[[ Listed entries open ]]
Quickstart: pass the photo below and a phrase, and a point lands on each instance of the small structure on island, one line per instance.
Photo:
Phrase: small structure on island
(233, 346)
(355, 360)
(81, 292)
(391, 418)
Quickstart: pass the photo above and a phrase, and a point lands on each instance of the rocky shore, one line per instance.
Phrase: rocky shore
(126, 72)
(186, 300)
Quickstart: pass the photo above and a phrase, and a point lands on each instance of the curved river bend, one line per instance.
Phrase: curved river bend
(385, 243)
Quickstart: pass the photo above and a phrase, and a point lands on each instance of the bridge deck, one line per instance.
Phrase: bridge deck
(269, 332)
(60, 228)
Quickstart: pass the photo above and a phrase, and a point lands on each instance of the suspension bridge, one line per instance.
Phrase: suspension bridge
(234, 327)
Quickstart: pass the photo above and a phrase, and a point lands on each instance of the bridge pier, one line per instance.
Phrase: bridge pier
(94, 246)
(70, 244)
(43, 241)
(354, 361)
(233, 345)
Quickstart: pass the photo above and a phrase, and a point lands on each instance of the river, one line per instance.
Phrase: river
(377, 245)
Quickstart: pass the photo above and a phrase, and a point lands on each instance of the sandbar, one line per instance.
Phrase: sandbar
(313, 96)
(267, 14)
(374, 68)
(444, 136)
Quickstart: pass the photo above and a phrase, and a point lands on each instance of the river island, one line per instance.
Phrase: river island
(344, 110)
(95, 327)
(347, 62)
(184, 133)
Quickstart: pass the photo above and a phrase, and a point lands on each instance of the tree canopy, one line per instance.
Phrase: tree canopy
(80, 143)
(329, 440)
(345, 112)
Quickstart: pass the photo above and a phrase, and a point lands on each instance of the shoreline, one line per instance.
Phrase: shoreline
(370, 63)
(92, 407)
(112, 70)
[[ Listed entries closed ]]
Copy only the stretch running from the line containing "shoreline, one line per instance." to the final line of the entries, both ends included, exactly as it stands.

Quickstart: pass the photo above and a phrase, and a point lands on each instance of the shoreline, one line per instance.
Phrase: shoreline
(370, 63)
(92, 407)
(112, 70)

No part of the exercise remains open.